Given passage:
Today, 240 years after that fateful, sweltering day in Philadelphia, it’s hard to imagine modern Americans making a similar decision to risk everything for the sake of liberty. These days safety is our god, and we’ll gladly sacrifice freedom on its altar.

Take the recent debate over gun control, for example. Despite the fact that America’s gun homicide rate has dropped by nearly 50 percent over the past decade, many are so shaken by incidents like the Orlando terrorist attack that they’re clamoring to toss the Second, Fourth, and Fifth Amendments on the scrap heap of history. Of course, the prospect of a mass shooting is frightening for anyone to contemplate. But it’s a statistically remote danger compared to the all-encompassing threat of a government empowered to strip its citizens of rights without due process of law. The armed commoners standing on Lexington Green in 1775, defying a military superpower to come confiscate their weapons, understood this.

Our modern “safety first” mentality extends to fiscal matters, too. We say we want economic freedom, but we don’t want the inherent risk that such freedom entails. Instead, we’d rather have government bailing out our failing industries. We want the central bank tightly controlling interest rates. We want the state to care for us in our old age, give us health care and make other people pay for it, make sure we have a “living wage,” pay for our kids’ college, and take care of the poor so we don’t have to. We’re scared to do without all these government programs we’ve come to expect, even if it means our freedoms are eroded and we’re sold into indentured servitude in the form of crippling debt. Safety first!

Exercise requirements:
1. Condense the paragraph of the essay on liberty and safety that begins "Our modern “safety first” mentality" into a short bulleted list that keeps its main points.
2. Pick up the essay on liberty and safety after its final sentence and continue it.
The items after the essay on liberty and safety aren't needed for this work.

Data section:

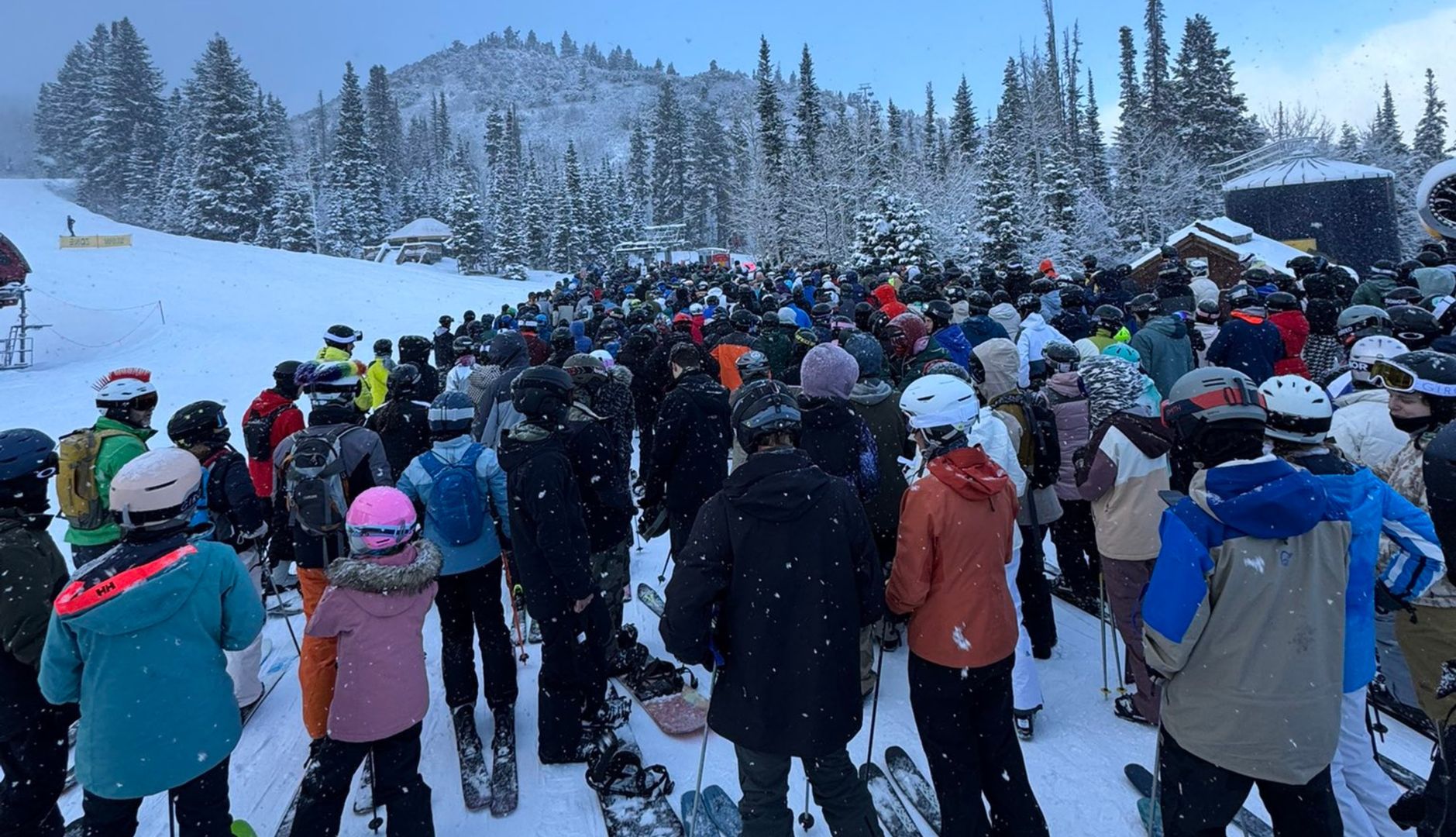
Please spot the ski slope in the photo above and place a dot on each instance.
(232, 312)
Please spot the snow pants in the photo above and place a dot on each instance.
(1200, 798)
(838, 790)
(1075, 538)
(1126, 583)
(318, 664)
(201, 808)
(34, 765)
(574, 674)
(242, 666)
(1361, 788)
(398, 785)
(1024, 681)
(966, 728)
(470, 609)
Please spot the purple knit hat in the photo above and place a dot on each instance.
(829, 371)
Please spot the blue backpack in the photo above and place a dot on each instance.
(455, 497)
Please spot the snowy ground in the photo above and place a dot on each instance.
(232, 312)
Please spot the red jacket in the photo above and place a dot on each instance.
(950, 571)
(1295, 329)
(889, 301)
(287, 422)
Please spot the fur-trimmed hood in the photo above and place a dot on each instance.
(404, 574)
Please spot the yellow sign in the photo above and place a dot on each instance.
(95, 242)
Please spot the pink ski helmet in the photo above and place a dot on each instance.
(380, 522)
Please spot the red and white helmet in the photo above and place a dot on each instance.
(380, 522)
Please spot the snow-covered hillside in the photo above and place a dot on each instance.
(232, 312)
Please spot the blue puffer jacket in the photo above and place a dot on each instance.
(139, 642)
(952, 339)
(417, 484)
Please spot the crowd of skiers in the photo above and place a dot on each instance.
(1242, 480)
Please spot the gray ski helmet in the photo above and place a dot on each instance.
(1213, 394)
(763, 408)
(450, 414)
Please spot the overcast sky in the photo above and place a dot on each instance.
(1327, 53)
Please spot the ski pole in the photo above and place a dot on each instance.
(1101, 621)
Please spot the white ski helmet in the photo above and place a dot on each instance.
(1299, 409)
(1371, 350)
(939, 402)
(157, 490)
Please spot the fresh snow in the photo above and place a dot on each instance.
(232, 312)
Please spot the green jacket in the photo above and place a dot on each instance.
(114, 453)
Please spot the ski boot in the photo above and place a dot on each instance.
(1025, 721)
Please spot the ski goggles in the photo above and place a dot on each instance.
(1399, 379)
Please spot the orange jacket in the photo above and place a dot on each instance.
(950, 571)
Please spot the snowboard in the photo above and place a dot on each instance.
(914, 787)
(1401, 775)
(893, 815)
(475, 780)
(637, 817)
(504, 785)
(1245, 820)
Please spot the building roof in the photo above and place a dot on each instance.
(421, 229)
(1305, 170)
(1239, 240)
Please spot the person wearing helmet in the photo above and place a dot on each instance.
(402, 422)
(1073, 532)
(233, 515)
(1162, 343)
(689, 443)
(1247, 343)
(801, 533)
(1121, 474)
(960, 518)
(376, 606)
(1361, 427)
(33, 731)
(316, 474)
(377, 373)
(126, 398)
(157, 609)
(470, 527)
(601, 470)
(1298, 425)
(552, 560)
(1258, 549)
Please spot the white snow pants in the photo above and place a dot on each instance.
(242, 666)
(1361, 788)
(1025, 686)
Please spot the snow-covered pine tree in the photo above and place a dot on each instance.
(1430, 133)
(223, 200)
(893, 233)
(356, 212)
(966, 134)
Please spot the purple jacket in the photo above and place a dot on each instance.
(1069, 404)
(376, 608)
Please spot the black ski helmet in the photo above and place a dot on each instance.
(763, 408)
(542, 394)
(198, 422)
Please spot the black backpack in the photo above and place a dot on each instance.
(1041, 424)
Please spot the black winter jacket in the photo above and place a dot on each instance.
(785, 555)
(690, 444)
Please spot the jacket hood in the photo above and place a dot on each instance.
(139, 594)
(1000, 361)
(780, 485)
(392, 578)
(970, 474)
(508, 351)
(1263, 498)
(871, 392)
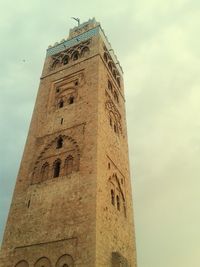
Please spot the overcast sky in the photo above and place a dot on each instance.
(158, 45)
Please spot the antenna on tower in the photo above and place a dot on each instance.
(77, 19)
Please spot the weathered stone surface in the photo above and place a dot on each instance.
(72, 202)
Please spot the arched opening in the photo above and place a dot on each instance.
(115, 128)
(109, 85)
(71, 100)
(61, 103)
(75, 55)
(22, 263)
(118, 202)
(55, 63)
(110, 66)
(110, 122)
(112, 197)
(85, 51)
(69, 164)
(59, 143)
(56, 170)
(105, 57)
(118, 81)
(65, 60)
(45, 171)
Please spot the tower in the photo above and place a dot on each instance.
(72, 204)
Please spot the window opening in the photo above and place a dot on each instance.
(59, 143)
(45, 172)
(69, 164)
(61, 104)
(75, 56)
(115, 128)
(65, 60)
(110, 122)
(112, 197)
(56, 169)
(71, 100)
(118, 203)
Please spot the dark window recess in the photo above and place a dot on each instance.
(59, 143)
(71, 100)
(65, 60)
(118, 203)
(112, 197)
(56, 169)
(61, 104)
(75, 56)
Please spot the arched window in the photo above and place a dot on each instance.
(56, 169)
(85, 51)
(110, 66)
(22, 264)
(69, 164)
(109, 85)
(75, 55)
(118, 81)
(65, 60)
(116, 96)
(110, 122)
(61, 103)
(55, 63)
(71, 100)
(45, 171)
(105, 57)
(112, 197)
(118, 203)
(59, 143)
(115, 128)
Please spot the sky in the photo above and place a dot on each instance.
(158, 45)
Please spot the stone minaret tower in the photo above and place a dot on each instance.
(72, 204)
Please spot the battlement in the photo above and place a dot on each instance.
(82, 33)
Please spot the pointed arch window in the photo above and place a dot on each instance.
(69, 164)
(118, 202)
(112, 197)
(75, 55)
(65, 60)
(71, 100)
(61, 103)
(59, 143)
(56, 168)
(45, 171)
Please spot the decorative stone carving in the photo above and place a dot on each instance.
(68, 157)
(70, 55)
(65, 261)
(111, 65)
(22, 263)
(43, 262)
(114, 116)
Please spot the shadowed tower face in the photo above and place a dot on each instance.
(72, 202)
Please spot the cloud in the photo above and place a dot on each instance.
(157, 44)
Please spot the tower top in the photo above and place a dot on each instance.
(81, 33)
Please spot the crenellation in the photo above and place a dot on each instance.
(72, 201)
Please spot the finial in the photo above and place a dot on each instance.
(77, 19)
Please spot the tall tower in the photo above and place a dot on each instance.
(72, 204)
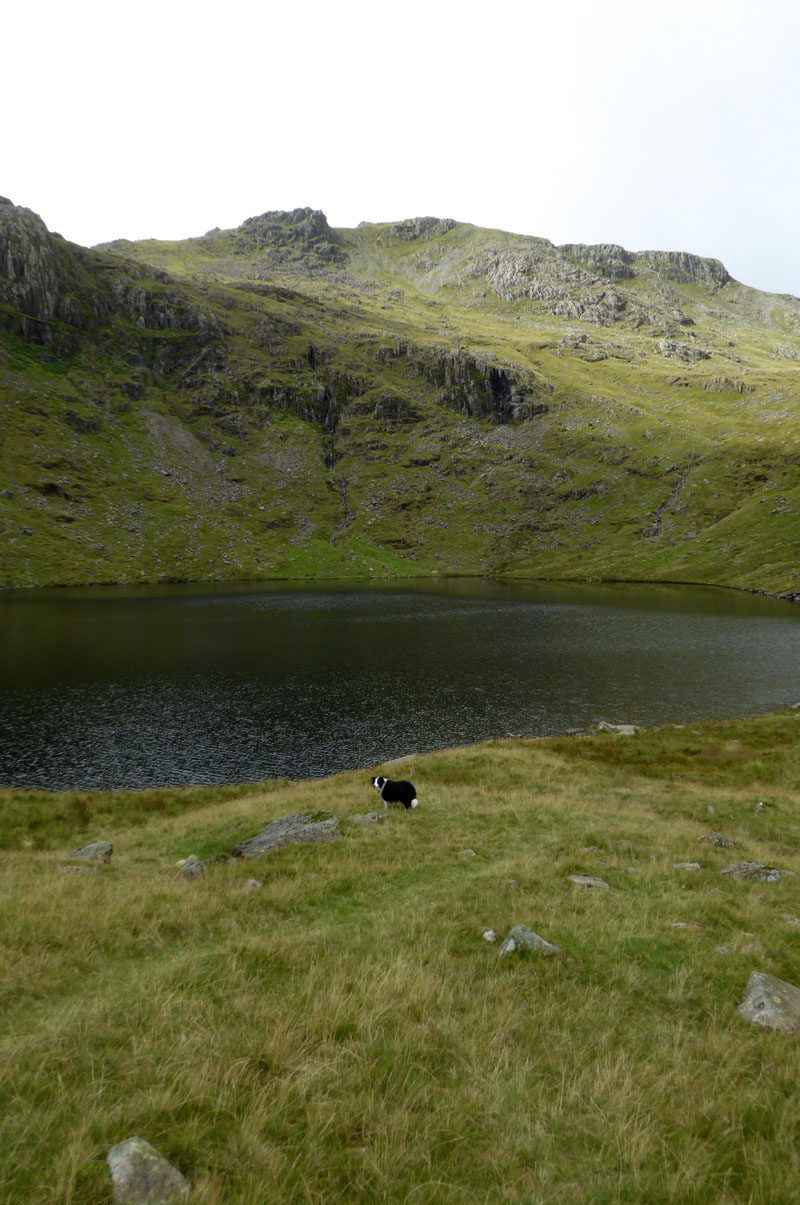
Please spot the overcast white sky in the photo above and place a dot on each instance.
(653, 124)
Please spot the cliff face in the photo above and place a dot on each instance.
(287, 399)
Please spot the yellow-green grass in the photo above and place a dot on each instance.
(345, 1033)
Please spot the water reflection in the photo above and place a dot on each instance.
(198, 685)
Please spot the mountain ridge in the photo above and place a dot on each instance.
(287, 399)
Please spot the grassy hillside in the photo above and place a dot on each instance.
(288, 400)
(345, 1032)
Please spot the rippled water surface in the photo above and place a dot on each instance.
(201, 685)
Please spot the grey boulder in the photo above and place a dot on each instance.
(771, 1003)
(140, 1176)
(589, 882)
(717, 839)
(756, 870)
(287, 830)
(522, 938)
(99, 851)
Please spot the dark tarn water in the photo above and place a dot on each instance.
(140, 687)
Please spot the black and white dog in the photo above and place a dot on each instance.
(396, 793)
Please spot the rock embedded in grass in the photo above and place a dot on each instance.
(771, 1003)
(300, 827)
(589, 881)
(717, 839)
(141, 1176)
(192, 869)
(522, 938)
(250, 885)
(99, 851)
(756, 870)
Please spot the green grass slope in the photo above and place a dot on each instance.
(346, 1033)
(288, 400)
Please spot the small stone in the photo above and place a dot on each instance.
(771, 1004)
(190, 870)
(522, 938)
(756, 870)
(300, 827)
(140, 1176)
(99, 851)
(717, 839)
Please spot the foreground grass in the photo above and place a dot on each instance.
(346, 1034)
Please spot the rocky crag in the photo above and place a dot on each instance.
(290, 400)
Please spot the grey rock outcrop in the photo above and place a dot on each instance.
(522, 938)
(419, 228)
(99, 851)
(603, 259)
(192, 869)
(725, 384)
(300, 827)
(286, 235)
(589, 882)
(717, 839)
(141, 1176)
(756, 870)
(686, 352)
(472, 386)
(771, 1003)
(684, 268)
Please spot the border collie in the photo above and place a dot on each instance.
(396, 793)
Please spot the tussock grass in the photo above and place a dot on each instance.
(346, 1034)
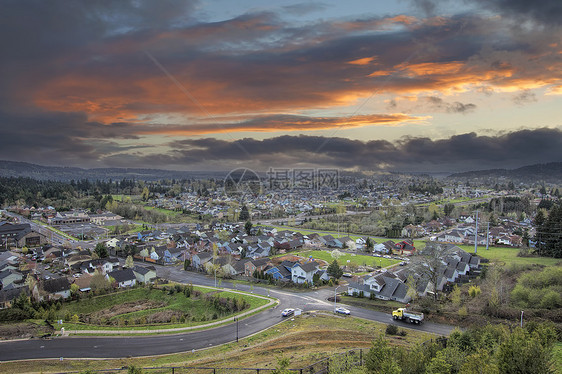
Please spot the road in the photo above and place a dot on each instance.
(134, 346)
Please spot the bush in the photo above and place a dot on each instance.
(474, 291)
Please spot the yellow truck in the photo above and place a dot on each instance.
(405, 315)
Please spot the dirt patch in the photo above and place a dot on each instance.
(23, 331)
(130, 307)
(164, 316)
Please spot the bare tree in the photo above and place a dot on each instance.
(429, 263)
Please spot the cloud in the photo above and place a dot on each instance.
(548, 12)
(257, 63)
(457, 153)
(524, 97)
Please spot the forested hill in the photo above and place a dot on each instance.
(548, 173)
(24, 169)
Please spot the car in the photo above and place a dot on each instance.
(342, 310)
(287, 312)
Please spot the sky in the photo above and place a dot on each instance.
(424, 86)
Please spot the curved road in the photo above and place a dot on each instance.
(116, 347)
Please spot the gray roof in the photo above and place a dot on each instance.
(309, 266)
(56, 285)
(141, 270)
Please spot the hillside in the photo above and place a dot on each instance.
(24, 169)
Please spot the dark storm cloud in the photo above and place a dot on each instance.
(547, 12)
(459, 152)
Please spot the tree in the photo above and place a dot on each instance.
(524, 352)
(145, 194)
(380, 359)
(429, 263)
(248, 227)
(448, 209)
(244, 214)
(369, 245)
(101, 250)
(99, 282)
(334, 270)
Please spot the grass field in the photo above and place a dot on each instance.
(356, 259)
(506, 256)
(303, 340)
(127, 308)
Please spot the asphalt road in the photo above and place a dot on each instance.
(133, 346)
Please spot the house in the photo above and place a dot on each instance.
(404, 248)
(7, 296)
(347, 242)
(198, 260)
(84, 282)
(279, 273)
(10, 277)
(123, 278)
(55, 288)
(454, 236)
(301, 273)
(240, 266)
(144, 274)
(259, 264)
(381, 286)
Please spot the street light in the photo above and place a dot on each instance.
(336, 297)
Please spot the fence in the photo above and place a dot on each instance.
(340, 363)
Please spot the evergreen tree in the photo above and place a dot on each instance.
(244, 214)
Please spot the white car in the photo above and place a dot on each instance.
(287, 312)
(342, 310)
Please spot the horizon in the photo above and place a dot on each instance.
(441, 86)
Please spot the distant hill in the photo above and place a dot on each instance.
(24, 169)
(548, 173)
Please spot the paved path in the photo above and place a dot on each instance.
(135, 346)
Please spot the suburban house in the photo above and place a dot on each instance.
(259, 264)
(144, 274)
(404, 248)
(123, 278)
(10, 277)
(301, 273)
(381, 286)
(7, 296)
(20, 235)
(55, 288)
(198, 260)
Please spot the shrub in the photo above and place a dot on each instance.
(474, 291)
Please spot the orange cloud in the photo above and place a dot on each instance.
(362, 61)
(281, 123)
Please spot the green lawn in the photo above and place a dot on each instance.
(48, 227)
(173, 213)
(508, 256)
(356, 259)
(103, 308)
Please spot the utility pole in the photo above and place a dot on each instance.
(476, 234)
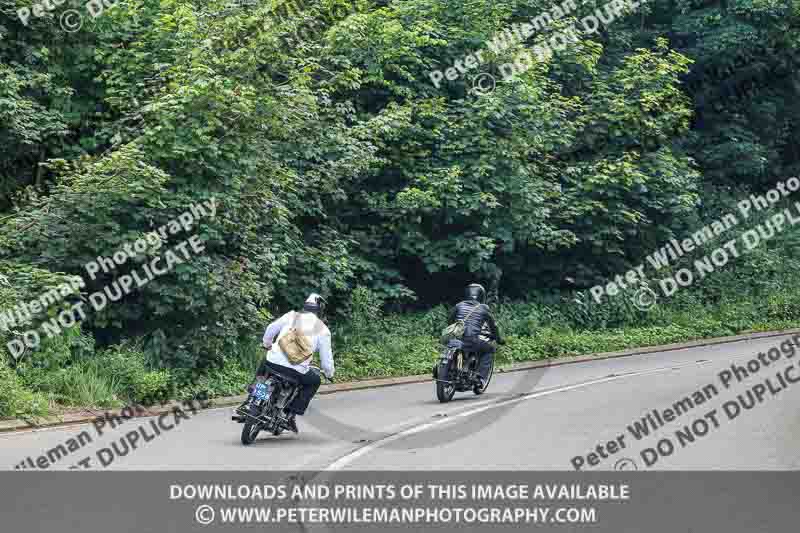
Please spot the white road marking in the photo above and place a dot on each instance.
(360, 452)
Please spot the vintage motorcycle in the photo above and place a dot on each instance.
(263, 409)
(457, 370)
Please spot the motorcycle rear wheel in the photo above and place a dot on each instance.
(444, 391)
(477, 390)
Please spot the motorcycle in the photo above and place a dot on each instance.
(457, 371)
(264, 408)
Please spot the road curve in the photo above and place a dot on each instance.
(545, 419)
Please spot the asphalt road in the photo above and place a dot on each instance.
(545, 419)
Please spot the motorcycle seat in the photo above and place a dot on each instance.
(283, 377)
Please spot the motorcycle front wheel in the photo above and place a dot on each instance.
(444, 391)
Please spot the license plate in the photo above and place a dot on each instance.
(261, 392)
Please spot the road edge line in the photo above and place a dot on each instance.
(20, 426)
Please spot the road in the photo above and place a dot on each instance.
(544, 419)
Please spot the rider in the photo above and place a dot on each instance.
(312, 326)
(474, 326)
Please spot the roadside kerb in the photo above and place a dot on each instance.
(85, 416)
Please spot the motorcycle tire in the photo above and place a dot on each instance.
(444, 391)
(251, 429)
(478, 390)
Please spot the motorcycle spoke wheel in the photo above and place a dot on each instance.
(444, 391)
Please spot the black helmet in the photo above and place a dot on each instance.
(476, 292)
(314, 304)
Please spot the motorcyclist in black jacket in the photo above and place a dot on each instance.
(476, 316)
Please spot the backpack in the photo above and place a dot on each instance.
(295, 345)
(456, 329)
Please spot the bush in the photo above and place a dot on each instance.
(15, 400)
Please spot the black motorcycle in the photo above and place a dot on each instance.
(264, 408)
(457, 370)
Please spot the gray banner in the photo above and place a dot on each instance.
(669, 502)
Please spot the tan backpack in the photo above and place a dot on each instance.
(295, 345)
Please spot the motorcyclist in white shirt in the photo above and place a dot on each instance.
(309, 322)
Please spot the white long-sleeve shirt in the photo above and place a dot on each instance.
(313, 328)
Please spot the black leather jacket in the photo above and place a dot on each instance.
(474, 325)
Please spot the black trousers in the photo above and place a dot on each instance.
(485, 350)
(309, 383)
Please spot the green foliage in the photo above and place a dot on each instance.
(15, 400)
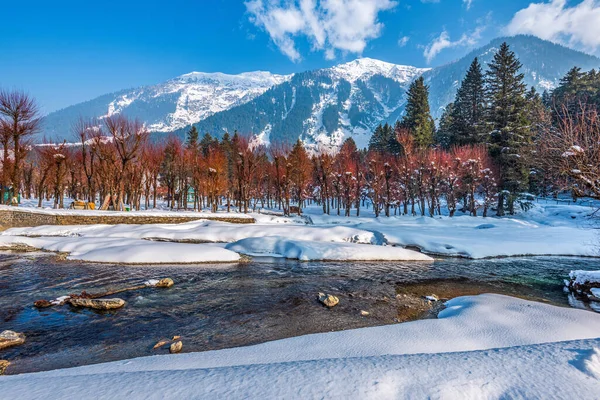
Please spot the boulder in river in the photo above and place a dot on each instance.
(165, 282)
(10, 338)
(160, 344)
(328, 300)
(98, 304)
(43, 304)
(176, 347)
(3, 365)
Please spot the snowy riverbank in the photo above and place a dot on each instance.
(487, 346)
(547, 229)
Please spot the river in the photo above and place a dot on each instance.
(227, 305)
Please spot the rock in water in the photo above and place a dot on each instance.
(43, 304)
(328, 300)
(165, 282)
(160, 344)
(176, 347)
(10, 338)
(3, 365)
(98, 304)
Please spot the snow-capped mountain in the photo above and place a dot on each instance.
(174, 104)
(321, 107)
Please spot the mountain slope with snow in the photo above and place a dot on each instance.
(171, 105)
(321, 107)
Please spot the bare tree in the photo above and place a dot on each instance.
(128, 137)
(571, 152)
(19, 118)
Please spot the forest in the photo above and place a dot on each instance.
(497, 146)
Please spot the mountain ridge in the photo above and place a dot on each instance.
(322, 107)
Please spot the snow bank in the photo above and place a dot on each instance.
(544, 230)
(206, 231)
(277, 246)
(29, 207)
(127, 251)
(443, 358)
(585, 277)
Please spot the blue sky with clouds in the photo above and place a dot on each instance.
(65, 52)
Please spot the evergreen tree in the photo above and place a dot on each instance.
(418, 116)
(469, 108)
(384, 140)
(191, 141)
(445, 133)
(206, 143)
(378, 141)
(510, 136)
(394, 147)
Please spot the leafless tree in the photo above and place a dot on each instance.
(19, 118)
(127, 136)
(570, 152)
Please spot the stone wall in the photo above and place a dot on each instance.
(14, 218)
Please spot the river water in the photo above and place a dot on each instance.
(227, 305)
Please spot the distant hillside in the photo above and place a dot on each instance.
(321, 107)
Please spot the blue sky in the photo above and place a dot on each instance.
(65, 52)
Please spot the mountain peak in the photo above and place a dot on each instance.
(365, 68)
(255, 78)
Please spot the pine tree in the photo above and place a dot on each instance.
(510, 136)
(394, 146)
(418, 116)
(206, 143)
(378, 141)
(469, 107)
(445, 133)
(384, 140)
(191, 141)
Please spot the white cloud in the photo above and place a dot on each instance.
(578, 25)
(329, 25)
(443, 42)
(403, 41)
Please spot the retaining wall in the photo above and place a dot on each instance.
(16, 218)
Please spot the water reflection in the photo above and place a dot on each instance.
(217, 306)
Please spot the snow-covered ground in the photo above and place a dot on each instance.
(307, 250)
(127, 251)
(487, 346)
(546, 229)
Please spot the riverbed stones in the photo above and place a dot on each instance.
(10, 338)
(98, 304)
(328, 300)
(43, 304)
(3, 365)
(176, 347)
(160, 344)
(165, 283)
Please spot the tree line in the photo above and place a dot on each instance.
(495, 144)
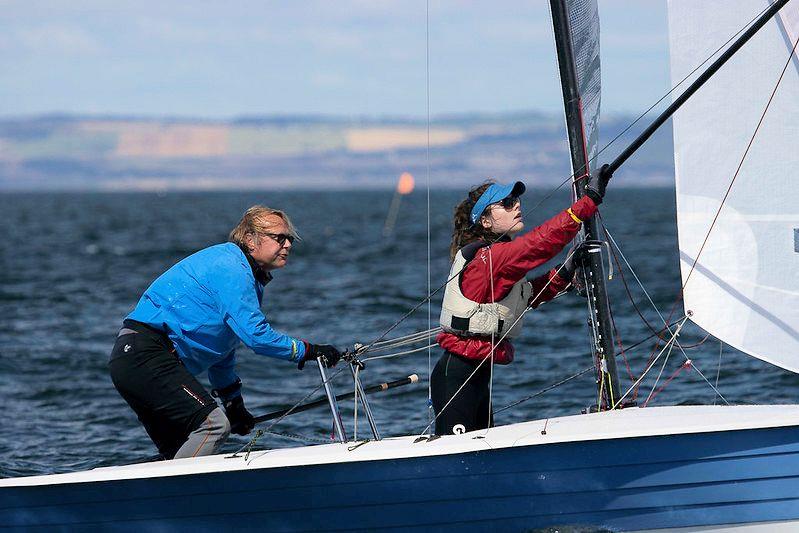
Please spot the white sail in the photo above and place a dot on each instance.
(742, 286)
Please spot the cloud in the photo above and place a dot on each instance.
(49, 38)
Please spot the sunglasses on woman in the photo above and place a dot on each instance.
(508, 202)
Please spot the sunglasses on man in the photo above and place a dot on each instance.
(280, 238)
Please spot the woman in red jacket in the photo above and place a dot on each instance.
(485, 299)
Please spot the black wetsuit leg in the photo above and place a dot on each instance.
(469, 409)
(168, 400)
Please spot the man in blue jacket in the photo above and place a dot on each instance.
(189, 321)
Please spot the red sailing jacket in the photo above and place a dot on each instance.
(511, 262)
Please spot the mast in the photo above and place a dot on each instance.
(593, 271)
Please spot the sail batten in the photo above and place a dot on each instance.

Written answers:
1.
- The "safety first" mentality also applies to money matters.
- People claim to want economic freedom but avoid the risk it carries.
- They want government to bail out failing industries and the central bank to tightly control interest rates.
- They want the state to care for them in old age, provide health care paid for by others, guarantee a "living wage," fund their children's college, and look after the poor.
- Fear of losing these programs leads people to accept eroded freedoms and crippling debt.

2.
Frankly, far too many of us think nothing of sending someone else’s son, husband, sister, or mother to “defend freedom overseas” while remaining unwilling to take a single risk ourselves, no matter how small, in order to defend freedom here at home. Saying “thank you” to our military on holidays rings a bit hollow when we treat the liberty for which they fight with contempt in our daily lives.

Freedom Requires Bravery from Us All

That brings us back to what we’re missing about Independence Day. July 4 should be a celebration of the ideals that formed this nation, and a reminder that all Americans—not just the military—have a role to play in defending them. When we downplay the role of ordinary civilians in safeguarding freedom, we also downplay their responsibility.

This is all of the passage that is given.